- [What is asked]: In the article on the JOBS Act below, find every company given with a stock exchange ticker. List each company with its exchange and ticker.

--- Selected passage ---

Congress and the White House are well on their way to passing a massive bipartisan overhaul of U.S. initial public offerings. The House version of the Jumpstart Our Business Startups Act -- a bill to create more IPOs by weakening accounting standards and other investor protections -- passed 390-23.

The Senate is considering a similar bill tomorrow.

Step 1: Gut investor protections... Step 3: Create eleventy billion jobs.
Justification for the act comes from a statistic by the National Venture Capital Association, which says that for the top IPOs, 92% of jobs were created after the company went public.

Therefore, we need to make it easier for venture capital firms to sell their companies to the public by eliminating rules that protect investors from fraud.

Huh?

If that logic seems fishy to you, you're not alone. Most U.S. Olympic gold medals are won by athletes after they graduate from middle school. But that fact probably has more to do with completing adolescence than it does with gym class.

And, no, reducing middle school teaching standards in order to "limit the burden on gym teachers and middle school athletes" wouldn't produce more high-quality U.S. athletes.

Likewise, gutting investor protections could mean more investors get bilked, but it probably won't do much to increase the quality of public companies.

Which brings us to four really scary things about the JOBS Act:

Every business is a "small business"
Small companies would get a pass on reporting critical information to shareholders for the first five years they're public. But the law defines small companies as anything valued below $700 million and earning less than $1 billion in revenues.

In other words, not small. Roughly 90% of IPOs meet these criteria.

Investors in those companies would look forward to

  • The legalization of Wall Street pump-and-dump behavior that was banned after the Enron and WorldCom frauds.
  • Less clarity in executive compensation and golden parachute disclosure.
  • Weaker auditing standards.

What legitimate reason is there to hide executive compensation from investors who have to pick up the tab? How many $1 billion businesses do we really think aren't going public because they can't afford to hire an independent auditor?

Accounting matters
When investors lose faith in accounting standards, they're less willing to buy stocks. That's one of the reasons why Bank of America (NYSE: BAC) and JPMorgan (NYSE: JPM) can't cheaply raise equity capital. No one knows whether the amounts written down on troubled mortgages, particularly second liens, are reflective of real losses.

But to get a real picture of accounting gone wrong, you have to turn to China, where American investors have been burned by a slew of Chinese small-cap frauds. It's gotten so bad that the market is unable to distinguish the frauds from non-frauds. Investors assume almost everyone's accounting is rotten. (Just one of many examples: On a single day in February 2011, an unknown blogger shaved 10% -- $40 million -- off the value of Yongye International (Nasdaq: YONG), a fertilizer manufacturer that only months later would receive a vote of confidence from Morgan Stanley's due diligence team. Whether deserved in this particular instance or not, that kind of volatility has become the norm in China.)

--- Data supplied ---

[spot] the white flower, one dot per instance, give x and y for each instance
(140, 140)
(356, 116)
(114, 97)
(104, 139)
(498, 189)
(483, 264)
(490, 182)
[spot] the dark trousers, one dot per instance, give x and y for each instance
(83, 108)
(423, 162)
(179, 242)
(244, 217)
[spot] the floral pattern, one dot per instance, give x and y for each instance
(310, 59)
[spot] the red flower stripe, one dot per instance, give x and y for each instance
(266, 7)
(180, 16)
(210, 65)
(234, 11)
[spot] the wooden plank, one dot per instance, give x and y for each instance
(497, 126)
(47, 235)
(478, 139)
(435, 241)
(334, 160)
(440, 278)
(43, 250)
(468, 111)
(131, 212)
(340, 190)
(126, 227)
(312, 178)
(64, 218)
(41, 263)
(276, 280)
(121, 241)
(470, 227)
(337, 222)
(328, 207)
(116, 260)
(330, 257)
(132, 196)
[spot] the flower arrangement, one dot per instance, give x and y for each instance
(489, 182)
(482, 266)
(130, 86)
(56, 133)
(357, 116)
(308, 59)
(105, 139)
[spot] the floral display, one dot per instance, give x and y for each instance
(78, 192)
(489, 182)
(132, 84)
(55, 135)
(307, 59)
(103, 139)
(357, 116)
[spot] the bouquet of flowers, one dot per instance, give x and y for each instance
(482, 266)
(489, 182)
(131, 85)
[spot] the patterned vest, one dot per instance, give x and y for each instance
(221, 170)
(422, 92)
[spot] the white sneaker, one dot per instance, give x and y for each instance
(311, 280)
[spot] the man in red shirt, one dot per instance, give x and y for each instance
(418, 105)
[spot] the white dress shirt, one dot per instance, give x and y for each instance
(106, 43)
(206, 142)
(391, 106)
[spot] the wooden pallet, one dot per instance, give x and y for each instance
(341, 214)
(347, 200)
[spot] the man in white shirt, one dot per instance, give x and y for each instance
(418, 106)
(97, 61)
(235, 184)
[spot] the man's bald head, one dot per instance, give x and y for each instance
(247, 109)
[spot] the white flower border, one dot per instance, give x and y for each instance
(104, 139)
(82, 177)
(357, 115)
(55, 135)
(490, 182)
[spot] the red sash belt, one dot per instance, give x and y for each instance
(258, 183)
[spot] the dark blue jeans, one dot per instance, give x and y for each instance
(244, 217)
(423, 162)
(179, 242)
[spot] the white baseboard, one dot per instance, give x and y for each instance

---
--- Data supplied ---

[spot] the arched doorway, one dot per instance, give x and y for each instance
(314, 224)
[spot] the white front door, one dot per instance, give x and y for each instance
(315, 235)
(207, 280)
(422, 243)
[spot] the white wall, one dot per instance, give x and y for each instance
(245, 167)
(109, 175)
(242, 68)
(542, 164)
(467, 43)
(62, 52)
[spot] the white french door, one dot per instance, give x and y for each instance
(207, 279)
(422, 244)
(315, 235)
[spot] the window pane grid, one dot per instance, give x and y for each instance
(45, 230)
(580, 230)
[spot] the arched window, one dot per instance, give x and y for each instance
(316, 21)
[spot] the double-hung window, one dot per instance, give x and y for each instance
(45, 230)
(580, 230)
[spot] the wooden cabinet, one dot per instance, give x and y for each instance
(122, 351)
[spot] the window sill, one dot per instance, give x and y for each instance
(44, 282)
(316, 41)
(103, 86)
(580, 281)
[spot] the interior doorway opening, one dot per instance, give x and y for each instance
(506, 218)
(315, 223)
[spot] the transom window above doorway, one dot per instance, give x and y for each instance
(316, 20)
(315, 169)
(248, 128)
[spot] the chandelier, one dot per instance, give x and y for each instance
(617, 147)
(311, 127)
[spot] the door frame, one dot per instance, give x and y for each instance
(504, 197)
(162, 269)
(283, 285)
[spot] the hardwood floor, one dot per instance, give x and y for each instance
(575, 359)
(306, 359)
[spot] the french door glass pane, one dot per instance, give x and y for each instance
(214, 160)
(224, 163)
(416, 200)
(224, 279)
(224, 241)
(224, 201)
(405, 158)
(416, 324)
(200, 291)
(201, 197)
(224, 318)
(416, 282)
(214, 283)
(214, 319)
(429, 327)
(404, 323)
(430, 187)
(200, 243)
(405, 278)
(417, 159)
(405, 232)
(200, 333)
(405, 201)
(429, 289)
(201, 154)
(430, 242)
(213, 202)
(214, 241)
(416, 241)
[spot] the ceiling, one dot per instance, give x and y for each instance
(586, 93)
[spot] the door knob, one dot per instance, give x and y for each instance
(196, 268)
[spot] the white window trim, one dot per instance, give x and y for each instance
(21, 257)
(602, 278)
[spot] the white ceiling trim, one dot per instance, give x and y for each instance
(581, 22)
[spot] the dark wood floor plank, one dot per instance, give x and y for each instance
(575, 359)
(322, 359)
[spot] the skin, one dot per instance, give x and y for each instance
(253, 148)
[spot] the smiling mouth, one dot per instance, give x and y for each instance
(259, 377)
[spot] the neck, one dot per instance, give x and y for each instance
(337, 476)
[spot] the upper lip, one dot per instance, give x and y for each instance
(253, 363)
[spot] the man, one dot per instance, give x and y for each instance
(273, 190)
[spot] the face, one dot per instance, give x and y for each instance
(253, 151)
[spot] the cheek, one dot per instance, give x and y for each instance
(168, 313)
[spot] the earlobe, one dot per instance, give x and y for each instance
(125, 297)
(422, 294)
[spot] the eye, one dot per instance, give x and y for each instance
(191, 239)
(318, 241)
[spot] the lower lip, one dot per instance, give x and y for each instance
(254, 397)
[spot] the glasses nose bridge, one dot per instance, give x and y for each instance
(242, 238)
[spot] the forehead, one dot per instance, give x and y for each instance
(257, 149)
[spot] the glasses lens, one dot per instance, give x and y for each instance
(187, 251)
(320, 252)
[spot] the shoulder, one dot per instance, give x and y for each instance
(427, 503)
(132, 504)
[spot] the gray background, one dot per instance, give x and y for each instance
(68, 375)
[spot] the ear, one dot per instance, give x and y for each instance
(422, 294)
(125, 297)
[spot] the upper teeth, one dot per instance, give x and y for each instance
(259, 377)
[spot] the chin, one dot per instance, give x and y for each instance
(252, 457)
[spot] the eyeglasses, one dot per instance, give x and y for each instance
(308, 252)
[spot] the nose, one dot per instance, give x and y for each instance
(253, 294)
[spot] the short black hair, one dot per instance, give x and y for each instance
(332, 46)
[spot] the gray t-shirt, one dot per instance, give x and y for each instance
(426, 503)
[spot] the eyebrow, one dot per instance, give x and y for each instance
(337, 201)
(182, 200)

---

- [Answer for this exercise]:
- Bank of America (NYSE: BAC)
- JPMorgan (NYSE: JPM)
- Yongye International (Nasdaq: YONG)